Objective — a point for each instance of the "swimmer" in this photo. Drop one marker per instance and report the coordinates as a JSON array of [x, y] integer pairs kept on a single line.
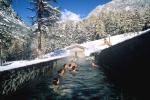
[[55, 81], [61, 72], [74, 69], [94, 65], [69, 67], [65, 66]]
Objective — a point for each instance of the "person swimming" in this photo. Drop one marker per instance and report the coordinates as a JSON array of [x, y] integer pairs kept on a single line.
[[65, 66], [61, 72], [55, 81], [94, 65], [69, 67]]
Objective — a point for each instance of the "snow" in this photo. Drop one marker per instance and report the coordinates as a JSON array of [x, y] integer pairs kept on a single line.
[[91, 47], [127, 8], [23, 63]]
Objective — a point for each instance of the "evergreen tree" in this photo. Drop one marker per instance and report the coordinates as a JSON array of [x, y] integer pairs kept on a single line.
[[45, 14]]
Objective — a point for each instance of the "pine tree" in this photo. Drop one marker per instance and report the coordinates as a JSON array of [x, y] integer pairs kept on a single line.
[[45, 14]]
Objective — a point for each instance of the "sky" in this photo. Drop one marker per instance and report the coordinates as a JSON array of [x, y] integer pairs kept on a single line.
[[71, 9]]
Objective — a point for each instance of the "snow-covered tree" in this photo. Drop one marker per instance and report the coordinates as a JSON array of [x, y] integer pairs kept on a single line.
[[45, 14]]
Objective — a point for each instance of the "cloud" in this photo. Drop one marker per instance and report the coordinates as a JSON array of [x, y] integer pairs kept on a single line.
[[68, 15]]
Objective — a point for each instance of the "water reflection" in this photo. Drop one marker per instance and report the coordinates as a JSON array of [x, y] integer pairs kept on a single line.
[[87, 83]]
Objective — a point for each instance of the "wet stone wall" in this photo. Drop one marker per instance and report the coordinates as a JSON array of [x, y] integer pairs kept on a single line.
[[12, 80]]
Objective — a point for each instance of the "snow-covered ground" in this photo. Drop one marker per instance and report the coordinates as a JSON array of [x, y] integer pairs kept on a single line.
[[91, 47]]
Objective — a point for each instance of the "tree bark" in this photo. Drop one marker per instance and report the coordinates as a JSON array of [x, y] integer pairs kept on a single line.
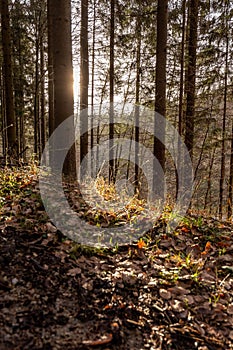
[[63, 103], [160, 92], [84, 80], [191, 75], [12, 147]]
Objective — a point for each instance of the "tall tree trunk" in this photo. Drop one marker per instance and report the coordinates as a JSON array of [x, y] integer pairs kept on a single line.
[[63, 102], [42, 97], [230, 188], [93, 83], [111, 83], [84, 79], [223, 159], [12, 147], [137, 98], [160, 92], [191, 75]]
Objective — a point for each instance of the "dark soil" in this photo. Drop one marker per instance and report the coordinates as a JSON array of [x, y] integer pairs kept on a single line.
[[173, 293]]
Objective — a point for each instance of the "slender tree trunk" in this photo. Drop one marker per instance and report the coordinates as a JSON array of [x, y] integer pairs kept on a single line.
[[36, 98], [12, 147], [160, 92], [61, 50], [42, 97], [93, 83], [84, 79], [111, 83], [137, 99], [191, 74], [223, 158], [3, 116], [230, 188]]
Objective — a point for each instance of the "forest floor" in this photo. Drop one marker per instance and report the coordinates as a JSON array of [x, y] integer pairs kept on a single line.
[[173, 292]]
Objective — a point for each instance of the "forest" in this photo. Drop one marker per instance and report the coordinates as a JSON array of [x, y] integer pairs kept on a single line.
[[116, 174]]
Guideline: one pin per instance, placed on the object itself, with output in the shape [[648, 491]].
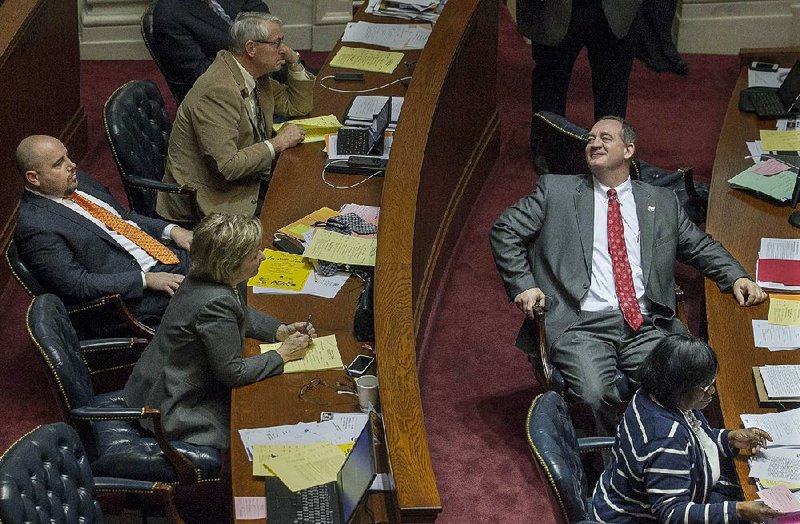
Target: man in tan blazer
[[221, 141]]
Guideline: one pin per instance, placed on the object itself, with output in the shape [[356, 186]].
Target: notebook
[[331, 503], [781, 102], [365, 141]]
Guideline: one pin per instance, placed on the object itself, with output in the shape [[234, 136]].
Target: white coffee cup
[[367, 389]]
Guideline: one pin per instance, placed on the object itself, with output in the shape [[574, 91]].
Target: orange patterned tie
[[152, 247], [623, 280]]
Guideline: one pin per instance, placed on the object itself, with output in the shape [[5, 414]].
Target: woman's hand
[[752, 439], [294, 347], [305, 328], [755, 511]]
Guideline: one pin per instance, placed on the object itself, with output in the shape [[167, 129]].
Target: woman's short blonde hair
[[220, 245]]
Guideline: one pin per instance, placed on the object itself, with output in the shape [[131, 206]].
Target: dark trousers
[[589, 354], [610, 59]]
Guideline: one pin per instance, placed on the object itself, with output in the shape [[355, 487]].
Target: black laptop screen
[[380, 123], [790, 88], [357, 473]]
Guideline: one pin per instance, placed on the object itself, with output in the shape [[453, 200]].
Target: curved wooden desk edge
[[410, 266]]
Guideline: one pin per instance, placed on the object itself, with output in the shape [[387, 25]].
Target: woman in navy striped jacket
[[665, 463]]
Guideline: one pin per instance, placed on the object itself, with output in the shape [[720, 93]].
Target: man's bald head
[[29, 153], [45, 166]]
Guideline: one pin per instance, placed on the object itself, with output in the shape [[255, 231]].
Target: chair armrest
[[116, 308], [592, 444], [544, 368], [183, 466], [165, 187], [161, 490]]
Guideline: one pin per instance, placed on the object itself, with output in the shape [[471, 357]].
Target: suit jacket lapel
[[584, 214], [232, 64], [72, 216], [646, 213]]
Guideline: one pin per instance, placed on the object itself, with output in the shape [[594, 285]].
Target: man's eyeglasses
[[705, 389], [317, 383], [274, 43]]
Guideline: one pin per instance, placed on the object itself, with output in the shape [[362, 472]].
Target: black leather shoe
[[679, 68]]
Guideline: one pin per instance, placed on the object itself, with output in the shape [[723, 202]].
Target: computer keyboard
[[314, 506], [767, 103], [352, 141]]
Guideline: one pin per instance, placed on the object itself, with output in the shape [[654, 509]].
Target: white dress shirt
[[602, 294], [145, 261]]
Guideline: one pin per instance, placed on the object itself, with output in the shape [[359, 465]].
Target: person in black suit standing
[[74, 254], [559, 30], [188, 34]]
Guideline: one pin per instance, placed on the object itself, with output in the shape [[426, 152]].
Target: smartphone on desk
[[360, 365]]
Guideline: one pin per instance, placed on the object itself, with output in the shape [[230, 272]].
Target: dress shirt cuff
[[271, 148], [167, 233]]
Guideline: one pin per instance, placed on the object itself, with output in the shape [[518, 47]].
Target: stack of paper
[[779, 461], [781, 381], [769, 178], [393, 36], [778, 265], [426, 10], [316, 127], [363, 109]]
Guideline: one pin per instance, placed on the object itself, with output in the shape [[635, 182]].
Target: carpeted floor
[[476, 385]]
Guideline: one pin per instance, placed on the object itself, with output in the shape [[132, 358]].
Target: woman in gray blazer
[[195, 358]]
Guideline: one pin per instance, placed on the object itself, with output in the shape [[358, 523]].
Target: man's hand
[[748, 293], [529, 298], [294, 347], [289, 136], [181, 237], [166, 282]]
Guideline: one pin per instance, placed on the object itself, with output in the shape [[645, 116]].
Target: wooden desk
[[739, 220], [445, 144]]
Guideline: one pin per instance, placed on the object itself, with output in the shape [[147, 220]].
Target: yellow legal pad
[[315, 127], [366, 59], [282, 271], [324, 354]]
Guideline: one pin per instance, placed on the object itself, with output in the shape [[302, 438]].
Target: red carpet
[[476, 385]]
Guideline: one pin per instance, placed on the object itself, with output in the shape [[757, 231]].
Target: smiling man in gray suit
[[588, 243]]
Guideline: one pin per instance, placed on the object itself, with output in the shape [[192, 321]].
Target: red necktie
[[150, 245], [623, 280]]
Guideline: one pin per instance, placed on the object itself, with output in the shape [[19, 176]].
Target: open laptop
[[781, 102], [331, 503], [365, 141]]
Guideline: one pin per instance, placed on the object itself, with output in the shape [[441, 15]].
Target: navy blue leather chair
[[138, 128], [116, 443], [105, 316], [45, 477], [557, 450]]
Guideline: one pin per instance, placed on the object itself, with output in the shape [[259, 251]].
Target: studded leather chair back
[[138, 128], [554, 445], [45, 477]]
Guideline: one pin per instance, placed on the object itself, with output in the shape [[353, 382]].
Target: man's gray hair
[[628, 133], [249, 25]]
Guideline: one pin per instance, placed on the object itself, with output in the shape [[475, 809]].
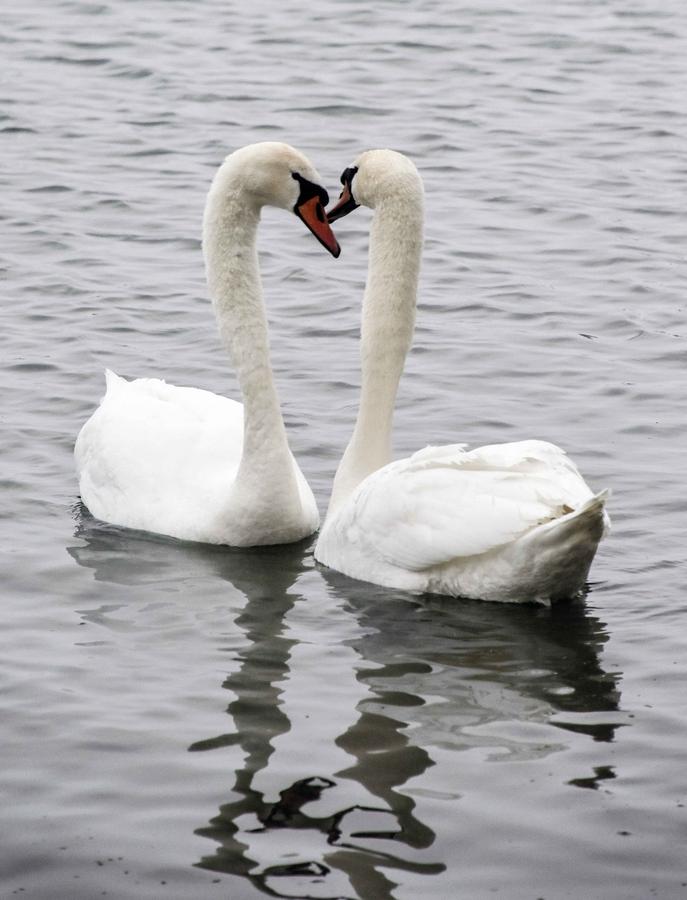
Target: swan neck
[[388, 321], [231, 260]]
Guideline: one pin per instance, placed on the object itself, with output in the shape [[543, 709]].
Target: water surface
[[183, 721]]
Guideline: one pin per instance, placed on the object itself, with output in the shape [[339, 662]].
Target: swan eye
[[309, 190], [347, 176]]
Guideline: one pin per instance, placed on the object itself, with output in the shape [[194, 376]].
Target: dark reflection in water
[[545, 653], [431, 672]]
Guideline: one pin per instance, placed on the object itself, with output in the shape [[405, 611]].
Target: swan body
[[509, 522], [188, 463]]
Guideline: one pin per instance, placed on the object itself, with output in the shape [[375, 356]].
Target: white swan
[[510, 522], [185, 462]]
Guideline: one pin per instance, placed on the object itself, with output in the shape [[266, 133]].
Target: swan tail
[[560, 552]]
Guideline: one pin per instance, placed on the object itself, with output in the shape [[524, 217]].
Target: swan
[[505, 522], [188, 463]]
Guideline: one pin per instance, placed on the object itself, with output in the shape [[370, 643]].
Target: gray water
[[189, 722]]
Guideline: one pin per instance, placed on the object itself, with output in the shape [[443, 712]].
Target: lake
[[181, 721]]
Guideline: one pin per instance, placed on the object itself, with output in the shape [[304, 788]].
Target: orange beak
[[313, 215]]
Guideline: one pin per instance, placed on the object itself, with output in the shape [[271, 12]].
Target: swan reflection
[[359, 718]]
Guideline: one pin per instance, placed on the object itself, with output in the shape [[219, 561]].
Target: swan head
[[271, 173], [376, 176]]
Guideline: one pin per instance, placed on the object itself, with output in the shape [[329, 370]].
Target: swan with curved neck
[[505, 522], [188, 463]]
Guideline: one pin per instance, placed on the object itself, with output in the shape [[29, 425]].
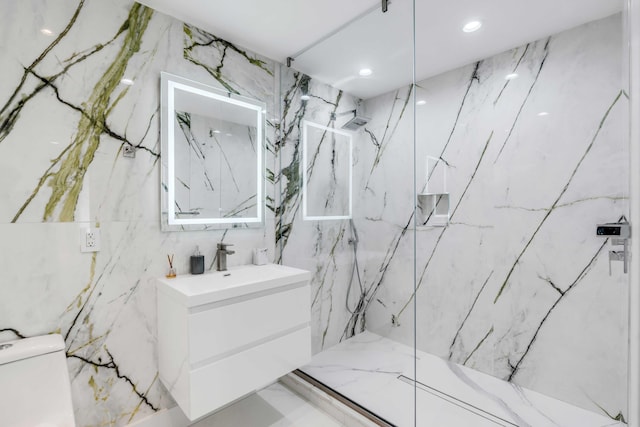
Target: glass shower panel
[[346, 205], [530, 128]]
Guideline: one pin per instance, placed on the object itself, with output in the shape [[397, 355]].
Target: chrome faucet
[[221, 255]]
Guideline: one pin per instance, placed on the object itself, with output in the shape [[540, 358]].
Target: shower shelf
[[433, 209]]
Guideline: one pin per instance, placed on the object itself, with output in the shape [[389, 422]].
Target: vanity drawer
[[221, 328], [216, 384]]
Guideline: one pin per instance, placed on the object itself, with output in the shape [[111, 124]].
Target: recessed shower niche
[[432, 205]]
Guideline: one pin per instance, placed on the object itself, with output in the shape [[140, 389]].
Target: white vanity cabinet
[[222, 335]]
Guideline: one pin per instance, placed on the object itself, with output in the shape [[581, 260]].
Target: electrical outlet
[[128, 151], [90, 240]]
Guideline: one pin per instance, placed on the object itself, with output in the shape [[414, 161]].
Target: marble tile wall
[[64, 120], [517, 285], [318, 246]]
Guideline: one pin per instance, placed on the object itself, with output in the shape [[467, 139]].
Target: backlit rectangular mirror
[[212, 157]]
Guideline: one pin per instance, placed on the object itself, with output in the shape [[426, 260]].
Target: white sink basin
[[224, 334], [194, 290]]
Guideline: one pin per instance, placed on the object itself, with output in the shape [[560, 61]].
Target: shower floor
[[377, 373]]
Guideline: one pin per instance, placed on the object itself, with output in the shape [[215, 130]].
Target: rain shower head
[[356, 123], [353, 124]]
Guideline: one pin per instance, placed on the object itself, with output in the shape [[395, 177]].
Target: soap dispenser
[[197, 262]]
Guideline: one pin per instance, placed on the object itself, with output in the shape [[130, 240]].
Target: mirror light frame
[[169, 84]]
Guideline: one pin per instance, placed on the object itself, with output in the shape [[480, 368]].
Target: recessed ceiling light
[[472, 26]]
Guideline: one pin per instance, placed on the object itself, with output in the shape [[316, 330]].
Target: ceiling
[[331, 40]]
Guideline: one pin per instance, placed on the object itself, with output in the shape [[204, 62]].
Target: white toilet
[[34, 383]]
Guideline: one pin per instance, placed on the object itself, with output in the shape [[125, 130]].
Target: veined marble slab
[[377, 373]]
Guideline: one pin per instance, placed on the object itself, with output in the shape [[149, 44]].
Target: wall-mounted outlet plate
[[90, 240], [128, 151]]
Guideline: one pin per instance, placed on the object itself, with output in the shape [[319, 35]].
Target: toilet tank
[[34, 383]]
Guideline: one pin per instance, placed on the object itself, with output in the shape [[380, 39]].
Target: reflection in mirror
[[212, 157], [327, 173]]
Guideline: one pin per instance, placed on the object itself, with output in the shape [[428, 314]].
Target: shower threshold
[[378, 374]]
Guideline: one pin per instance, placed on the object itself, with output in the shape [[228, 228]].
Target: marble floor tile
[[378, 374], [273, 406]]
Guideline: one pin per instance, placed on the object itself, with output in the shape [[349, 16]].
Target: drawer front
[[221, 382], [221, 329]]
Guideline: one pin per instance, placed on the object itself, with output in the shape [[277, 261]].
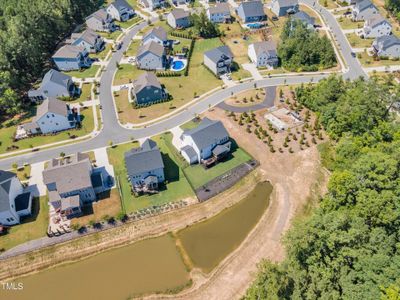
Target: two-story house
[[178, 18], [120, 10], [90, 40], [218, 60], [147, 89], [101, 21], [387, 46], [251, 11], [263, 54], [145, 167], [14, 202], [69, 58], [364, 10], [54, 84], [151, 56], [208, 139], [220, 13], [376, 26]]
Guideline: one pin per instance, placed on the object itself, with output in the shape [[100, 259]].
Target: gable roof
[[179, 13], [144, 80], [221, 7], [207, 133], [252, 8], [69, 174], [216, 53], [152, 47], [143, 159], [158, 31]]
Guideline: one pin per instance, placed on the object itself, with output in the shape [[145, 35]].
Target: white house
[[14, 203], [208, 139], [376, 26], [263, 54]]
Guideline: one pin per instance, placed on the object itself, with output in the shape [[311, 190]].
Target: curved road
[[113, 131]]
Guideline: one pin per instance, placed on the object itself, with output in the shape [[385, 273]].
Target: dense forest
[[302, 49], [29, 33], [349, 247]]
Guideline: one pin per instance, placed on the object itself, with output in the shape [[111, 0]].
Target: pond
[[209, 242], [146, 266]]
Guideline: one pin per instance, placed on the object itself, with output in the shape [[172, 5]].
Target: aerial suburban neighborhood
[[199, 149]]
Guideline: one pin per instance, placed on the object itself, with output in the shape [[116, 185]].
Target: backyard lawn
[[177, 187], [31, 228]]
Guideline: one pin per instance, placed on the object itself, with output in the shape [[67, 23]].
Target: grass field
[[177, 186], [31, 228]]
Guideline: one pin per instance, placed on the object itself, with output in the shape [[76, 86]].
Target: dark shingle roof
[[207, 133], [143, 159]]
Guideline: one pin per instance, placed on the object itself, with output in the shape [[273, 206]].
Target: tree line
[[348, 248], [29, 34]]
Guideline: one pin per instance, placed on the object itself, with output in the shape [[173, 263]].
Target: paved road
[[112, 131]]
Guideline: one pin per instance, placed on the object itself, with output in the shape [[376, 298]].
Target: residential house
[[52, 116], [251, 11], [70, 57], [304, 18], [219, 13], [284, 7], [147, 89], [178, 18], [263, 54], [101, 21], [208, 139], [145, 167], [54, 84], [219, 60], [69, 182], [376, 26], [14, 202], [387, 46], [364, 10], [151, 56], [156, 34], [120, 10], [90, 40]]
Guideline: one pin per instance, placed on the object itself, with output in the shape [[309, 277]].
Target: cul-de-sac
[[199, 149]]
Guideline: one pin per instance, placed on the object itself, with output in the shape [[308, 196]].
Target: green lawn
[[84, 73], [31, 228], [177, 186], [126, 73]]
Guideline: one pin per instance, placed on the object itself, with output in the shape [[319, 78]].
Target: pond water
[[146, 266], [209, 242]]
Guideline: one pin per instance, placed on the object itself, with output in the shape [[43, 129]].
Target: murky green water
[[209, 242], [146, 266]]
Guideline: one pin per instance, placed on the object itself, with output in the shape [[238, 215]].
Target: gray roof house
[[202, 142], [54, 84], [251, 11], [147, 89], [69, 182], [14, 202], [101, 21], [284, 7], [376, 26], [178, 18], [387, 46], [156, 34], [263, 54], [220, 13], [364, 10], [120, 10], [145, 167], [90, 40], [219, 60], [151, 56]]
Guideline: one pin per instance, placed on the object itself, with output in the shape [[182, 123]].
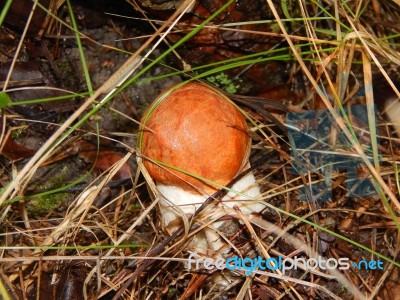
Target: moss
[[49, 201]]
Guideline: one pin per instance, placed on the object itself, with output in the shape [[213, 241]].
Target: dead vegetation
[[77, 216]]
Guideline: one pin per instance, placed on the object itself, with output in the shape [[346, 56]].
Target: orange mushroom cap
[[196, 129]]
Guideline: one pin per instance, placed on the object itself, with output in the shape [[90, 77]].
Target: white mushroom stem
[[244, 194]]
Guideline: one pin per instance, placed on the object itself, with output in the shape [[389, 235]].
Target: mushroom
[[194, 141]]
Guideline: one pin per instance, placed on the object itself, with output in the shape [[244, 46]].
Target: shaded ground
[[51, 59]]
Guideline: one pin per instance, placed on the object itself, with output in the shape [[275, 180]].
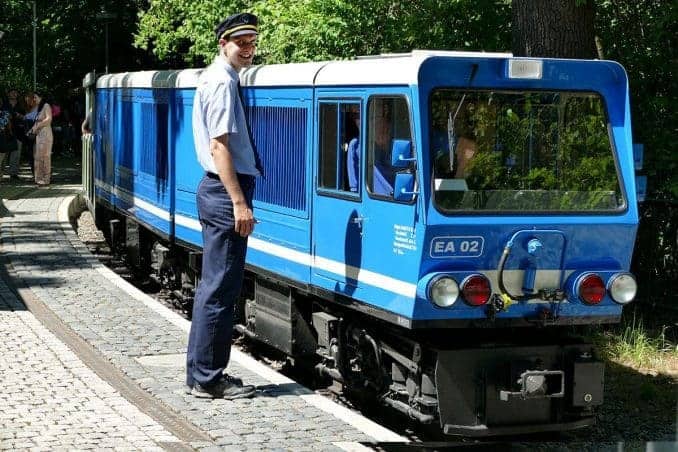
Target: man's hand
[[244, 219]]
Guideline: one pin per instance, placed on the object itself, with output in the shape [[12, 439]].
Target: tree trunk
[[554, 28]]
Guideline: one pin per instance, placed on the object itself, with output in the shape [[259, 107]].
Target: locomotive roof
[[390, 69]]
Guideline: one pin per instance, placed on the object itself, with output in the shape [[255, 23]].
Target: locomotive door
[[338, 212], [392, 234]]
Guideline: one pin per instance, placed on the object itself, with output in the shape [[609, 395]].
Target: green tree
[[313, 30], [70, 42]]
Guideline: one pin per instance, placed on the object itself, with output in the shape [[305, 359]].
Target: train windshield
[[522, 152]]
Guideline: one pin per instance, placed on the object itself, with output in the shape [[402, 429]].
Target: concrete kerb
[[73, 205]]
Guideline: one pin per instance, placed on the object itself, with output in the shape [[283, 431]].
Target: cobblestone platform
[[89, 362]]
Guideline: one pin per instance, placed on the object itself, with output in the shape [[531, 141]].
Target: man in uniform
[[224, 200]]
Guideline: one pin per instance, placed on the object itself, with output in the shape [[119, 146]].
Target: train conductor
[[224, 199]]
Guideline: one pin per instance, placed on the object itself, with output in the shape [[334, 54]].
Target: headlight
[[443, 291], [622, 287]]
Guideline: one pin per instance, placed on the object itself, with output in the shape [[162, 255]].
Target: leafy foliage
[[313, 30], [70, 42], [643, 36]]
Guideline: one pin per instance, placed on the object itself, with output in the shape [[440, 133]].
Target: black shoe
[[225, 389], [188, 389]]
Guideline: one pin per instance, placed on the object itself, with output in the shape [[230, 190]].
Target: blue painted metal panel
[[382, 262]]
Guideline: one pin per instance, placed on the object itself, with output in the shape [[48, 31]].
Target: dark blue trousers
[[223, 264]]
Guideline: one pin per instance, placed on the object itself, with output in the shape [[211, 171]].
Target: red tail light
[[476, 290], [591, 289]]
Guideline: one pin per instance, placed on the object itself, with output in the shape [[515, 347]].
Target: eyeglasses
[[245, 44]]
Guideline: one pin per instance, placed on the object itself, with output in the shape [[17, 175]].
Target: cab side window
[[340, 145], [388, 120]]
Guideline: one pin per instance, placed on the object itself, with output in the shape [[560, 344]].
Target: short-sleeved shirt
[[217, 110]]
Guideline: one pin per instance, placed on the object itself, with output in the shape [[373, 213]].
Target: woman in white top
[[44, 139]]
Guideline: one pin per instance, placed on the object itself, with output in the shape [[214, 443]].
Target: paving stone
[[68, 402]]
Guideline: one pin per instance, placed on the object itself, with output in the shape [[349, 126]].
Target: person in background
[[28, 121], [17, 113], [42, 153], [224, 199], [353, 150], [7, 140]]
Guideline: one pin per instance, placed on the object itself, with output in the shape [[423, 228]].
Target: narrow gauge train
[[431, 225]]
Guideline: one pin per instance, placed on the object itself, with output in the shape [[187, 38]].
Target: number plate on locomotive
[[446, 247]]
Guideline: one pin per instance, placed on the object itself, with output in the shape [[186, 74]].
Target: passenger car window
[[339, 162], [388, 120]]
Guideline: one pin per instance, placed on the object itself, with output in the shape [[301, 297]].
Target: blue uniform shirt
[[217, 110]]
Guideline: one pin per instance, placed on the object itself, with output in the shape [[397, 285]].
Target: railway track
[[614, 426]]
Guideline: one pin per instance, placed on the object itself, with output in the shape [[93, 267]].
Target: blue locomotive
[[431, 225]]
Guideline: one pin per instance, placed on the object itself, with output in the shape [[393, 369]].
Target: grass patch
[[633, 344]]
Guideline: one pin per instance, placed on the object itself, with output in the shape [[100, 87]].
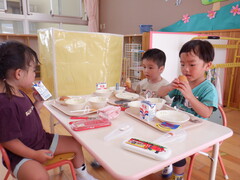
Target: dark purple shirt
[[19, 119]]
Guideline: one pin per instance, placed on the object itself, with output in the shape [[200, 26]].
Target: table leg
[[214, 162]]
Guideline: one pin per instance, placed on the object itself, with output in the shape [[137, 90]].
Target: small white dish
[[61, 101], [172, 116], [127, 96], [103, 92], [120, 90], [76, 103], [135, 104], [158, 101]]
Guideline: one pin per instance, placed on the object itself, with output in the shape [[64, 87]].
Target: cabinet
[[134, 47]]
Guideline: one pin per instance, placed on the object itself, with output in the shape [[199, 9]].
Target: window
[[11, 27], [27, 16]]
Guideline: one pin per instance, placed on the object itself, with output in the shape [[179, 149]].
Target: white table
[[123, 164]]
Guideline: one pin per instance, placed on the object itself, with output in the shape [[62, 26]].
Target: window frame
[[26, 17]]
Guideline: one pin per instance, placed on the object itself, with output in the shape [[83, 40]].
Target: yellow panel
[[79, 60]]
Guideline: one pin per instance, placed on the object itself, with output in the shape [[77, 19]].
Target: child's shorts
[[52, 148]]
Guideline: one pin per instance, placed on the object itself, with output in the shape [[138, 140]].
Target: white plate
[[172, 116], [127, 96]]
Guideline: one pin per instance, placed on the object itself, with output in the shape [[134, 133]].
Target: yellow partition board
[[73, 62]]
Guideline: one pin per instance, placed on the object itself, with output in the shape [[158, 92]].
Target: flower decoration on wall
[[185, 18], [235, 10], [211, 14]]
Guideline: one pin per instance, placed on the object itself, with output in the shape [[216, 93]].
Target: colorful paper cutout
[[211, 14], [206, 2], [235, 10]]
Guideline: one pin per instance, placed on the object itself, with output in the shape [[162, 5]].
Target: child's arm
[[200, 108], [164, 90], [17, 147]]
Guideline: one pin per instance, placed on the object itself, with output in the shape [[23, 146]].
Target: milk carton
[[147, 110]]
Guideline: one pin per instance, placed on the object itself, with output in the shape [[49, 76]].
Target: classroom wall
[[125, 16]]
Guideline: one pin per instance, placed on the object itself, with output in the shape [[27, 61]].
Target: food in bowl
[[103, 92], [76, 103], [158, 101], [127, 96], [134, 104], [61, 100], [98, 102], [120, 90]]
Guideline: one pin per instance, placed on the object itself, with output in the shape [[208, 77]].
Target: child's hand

◆ What you need to do
Above is a listing; print exactly its lines from the one with "shape [[428, 314]]." through the one with "shape [[277, 261]].", and no other lines.

◆ Task solution
Guideline: one pin per instance, placed on the object itself, with output in the shape [[428, 314]].
Target: shower threshold
[[378, 374]]
Guideline: one pin per instance, placed on the object itself, with output in the shape [[228, 228]].
Target: marble floor tile
[[378, 374], [273, 406]]
Guideline: one pin per instance, placed on the object itself, with output in the shape [[349, 16]].
Target: drawer front
[[221, 382], [221, 329]]
Guideline: one pin per instance, placed on the object itself, with output in the shape [[277, 261]].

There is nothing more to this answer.